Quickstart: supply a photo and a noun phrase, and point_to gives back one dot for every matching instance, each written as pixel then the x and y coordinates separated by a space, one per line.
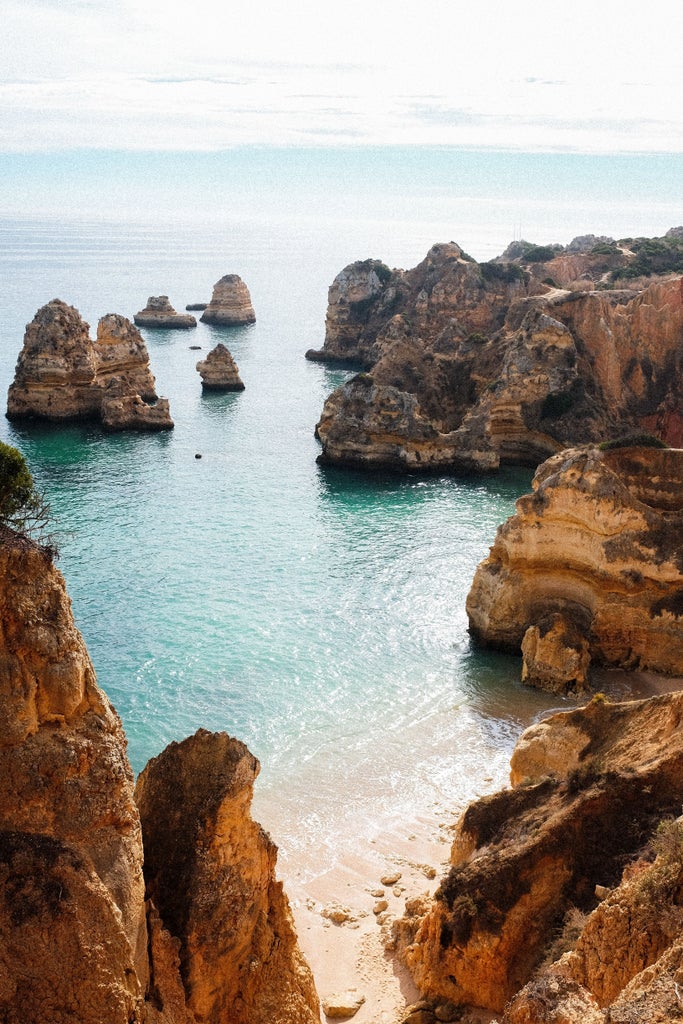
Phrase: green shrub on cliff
pixel 23 508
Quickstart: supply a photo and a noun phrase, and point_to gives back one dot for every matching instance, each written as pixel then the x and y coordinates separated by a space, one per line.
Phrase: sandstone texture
pixel 591 565
pixel 160 312
pixel 72 914
pixel 219 371
pixel 468 366
pixel 230 303
pixel 80 940
pixel 210 869
pixel 61 375
pixel 564 898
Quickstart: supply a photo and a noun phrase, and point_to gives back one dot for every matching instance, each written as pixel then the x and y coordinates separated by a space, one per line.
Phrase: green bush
pixel 23 508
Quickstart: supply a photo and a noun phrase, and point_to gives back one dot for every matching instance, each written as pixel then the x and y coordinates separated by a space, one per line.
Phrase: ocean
pixel 315 613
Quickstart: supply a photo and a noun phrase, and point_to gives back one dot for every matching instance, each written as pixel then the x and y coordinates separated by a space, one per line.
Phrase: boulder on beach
pixel 219 371
pixel 160 312
pixel 230 303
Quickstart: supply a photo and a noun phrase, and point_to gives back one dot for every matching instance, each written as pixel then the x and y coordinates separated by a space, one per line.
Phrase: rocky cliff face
pixel 476 365
pixel 72 914
pixel 219 371
pixel 61 375
pixel 160 312
pixel 573 858
pixel 77 939
pixel 594 554
pixel 230 303
pixel 210 870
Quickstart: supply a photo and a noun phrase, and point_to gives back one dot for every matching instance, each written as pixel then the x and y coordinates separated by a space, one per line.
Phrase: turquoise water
pixel 316 614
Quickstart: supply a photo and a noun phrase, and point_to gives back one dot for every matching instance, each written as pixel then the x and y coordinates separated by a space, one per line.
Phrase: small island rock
pixel 219 371
pixel 160 312
pixel 230 303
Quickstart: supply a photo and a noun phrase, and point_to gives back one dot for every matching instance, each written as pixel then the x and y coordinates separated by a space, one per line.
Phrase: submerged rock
pixel 230 303
pixel 598 543
pixel 61 375
pixel 219 371
pixel 160 312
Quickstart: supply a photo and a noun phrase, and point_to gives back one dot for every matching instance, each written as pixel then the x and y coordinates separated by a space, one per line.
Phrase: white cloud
pixel 158 74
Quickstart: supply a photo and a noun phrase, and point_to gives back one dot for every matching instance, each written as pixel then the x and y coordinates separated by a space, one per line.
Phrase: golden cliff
pixel 467 366
pixel 590 565
pixel 230 303
pixel 62 375
pixel 564 897
pixel 78 941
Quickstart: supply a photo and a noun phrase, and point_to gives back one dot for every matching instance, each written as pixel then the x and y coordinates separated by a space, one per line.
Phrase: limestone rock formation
pixel 62 375
pixel 230 303
pixel 489 364
pixel 210 869
pixel 598 543
pixel 160 312
pixel 219 371
pixel 55 376
pixel 72 915
pixel 78 941
pixel 592 786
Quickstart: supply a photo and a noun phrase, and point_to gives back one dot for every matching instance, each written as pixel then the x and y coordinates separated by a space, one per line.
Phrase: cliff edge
pixel 467 366
pixel 564 896
pixel 589 567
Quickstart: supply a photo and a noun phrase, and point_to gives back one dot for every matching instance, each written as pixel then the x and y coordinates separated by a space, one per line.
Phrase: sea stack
pixel 219 371
pixel 61 375
pixel 160 312
pixel 230 303
pixel 590 565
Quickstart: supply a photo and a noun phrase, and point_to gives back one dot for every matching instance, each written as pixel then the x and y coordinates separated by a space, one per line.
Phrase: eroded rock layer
pixel 230 303
pixel 61 375
pixel 72 914
pixel 160 312
pixel 210 869
pixel 78 941
pixel 219 371
pixel 572 858
pixel 597 544
pixel 468 366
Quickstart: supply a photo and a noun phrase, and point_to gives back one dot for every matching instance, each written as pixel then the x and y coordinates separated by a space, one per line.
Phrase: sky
pixel 146 75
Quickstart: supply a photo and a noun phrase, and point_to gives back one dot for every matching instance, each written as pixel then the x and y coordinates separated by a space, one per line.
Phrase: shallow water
pixel 315 613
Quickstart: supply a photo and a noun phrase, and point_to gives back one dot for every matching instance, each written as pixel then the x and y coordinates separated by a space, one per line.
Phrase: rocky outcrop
pixel 78 942
pixel 210 869
pixel 539 869
pixel 219 371
pixel 597 544
pixel 477 365
pixel 72 913
pixel 61 375
pixel 230 303
pixel 160 312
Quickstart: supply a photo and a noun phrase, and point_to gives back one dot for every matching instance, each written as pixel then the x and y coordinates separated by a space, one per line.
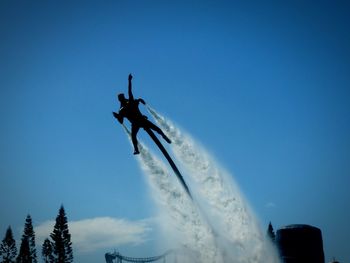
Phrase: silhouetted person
pixel 129 108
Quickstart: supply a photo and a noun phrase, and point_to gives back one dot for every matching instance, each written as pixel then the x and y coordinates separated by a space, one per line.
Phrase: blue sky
pixel 263 85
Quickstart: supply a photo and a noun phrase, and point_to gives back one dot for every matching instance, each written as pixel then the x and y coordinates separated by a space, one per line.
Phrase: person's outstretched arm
pixel 131 97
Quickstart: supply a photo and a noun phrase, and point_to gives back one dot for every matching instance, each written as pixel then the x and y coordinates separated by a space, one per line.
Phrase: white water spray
pixel 235 223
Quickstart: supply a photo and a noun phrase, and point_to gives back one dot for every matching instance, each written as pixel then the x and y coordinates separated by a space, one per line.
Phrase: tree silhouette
pixel 8 250
pixel 24 252
pixel 47 251
pixel 271 233
pixel 29 237
pixel 62 246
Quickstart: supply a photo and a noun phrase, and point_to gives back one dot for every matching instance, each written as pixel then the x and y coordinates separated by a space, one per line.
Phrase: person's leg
pixel 134 130
pixel 157 129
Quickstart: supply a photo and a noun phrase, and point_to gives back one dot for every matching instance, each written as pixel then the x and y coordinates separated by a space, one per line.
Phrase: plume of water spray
pixel 226 205
pixel 178 212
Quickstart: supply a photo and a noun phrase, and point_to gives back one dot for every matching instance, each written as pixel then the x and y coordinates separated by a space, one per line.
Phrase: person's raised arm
pixel 131 97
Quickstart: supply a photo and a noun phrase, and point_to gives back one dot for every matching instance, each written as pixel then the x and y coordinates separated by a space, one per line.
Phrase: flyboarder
pixel 129 108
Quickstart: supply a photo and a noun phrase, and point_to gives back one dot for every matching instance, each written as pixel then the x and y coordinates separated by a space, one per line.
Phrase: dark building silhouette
pixel 300 244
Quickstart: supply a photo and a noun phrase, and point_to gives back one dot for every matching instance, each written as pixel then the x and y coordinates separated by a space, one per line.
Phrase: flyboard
pixel 166 155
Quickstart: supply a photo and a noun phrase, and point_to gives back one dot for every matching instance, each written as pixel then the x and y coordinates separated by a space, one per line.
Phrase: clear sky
pixel 264 85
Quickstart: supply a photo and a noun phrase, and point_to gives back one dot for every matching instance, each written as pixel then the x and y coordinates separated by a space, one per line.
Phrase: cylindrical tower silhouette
pixel 300 244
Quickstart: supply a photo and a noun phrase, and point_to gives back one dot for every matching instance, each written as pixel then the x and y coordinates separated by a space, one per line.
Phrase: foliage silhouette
pixel 62 245
pixel 8 250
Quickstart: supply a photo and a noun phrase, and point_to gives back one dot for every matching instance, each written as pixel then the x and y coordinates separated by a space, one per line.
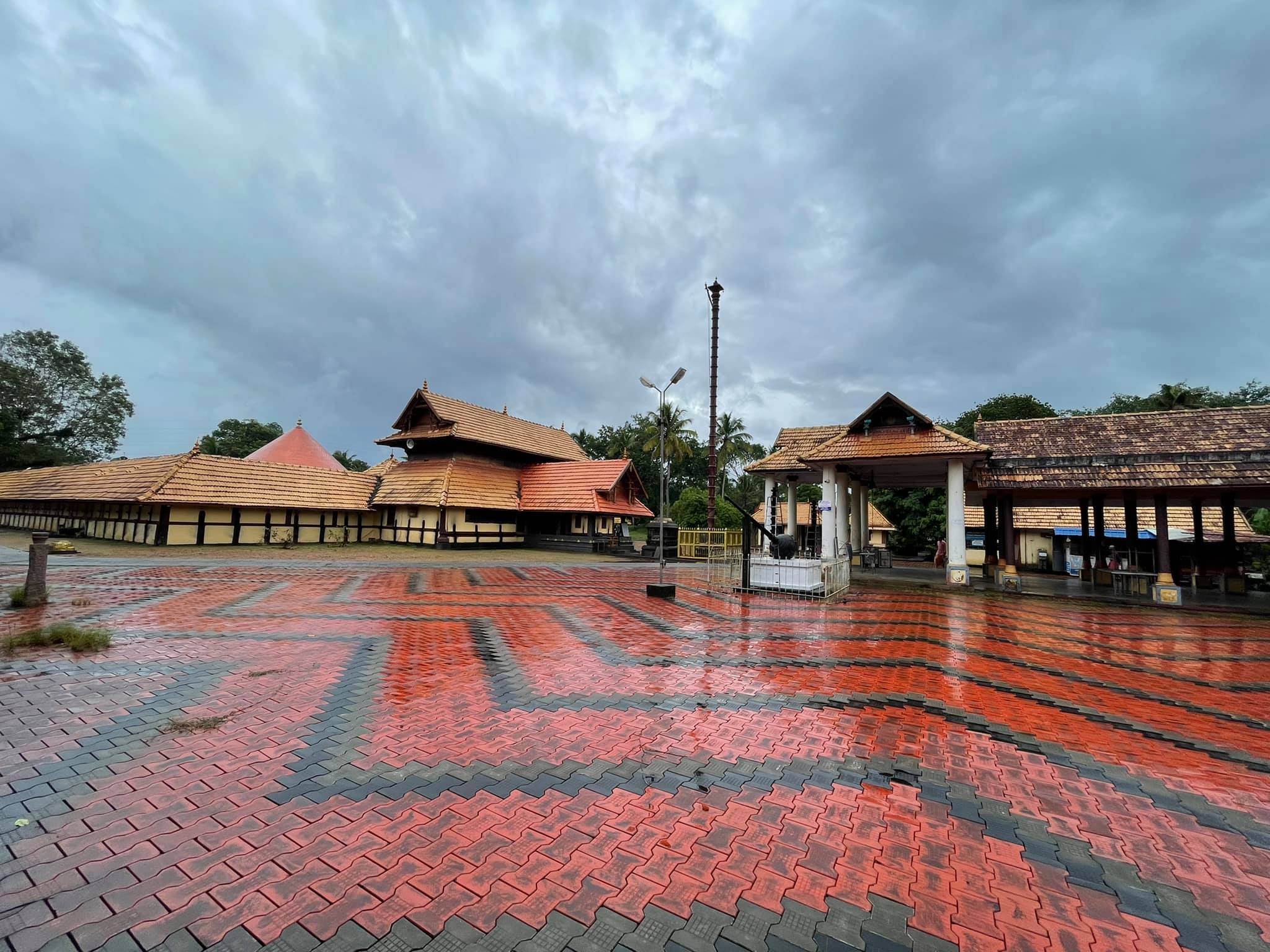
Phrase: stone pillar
pixel 1085 540
pixel 1198 541
pixel 990 536
pixel 1130 526
pixel 37 569
pixel 957 571
pixel 1165 591
pixel 841 503
pixel 855 516
pixel 864 514
pixel 1232 583
pixel 1099 540
pixel 791 509
pixel 1010 578
pixel 770 503
pixel 828 518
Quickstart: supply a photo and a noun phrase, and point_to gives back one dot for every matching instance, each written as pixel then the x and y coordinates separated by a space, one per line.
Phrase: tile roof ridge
pixel 1134 413
pixel 487 409
pixel 958 437
pixel 168 477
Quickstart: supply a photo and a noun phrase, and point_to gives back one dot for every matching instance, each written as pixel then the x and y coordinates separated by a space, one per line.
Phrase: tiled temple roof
pixel 479 425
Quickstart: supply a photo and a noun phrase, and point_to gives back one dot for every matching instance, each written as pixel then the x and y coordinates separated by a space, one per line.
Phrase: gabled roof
pixel 298 448
pixel 381 467
pixel 195 479
pixel 790 443
pixel 460 482
pixel 588 487
pixel 1226 431
pixel 223 480
pixel 112 482
pixel 889 410
pixel 464 420
pixel 877 521
pixel 883 442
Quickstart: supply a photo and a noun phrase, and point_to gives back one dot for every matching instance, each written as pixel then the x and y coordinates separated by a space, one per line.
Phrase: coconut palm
pixel 623 443
pixel 732 437
pixel 677 433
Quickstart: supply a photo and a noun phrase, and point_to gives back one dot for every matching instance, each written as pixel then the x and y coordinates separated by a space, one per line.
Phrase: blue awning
pixel 1106 534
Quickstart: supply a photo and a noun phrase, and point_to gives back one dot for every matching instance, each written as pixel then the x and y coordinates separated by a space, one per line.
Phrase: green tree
pixel 52 409
pixel 1006 407
pixel 351 462
pixel 239 437
pixel 732 437
pixel 678 436
pixel 690 511
pixel 920 517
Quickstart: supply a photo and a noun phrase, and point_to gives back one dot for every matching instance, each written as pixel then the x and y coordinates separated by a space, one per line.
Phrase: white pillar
pixel 840 511
pixel 864 514
pixel 828 517
pixel 957 571
pixel 856 489
pixel 769 506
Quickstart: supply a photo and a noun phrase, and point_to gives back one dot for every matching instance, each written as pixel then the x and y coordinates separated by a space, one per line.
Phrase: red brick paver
pixel 507 751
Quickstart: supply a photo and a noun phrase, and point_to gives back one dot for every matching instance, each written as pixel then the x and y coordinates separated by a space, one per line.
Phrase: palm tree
pixel 1178 397
pixel 677 433
pixel 732 436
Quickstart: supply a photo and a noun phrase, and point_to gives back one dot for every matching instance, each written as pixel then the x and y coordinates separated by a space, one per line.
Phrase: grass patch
pixel 74 637
pixel 195 725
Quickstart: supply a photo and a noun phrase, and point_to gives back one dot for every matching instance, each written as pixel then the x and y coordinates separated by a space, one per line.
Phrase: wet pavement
pixel 539 758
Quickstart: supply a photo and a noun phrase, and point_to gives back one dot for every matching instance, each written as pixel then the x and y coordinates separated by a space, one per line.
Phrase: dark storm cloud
pixel 283 209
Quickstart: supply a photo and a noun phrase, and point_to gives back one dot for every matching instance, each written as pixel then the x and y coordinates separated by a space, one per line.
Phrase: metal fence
pixel 701 545
pixel 810 579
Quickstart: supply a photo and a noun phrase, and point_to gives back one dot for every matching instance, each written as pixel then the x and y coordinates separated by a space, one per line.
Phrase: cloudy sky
pixel 298 208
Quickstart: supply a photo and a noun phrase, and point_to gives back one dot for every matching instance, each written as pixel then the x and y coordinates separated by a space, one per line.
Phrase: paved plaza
pixel 534 758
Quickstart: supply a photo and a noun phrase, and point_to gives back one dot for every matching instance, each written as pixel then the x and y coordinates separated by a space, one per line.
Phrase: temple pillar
pixel 1085 540
pixel 957 571
pixel 1198 544
pixel 841 503
pixel 770 503
pixel 828 517
pixel 990 536
pixel 1165 591
pixel 1130 527
pixel 1232 583
pixel 791 511
pixel 855 516
pixel 864 516
pixel 1010 578
pixel 1100 544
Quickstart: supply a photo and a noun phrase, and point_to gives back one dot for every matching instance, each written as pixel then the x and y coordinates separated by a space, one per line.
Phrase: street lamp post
pixel 664 592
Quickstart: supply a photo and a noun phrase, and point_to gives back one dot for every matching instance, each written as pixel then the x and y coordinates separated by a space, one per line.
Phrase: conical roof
pixel 298 448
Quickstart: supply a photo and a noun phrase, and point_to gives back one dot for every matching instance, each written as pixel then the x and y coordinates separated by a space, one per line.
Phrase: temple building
pixel 810 524
pixel 1176 464
pixel 471 477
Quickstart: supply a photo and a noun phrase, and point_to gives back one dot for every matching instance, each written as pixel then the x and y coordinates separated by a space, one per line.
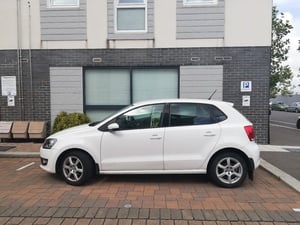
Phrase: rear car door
pixel 192 134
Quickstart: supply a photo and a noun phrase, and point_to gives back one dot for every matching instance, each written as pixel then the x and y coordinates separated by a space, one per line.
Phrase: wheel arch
pixel 249 161
pixel 62 155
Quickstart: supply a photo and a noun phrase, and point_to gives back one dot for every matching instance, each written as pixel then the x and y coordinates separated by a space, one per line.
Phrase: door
pixel 138 143
pixel 191 136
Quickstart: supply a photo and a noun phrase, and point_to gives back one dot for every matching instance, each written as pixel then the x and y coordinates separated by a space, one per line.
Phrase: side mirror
pixel 113 127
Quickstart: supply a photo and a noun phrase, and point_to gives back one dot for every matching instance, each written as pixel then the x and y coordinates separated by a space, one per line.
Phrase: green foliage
pixel 281 75
pixel 64 120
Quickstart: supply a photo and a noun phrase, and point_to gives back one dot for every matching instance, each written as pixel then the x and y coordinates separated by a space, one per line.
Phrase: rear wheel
pixel 76 168
pixel 228 170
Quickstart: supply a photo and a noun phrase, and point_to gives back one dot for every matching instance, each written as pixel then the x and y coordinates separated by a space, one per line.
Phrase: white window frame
pixel 118 5
pixel 200 2
pixel 51 5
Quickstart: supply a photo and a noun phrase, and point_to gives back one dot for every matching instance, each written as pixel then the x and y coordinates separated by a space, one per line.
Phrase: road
pixel 283 129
= = = = =
* **WHAT TO WORK ON**
Report each line above that contains the word "rear". Case counts.

* **RESULT FOR THIS TASK**
Phrase: rear car door
Phrase: rear wheel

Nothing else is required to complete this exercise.